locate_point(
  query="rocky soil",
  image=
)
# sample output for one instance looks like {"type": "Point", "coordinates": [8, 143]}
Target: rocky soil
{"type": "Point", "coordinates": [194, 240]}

--- Given problem ---
Render every line of the rows above as a JSON list of strings, one string per line, with blank lines left out.

--- Written solution ---
[
  "locate_point(",
  "  query=\"rocky soil\",",
  "  image=",
  ")",
  "# sample output for one instance looks like {\"type\": \"Point\", \"coordinates\": [8, 143]}",
  "Target: rocky soil",
  "{\"type\": \"Point\", \"coordinates\": [194, 240]}"
]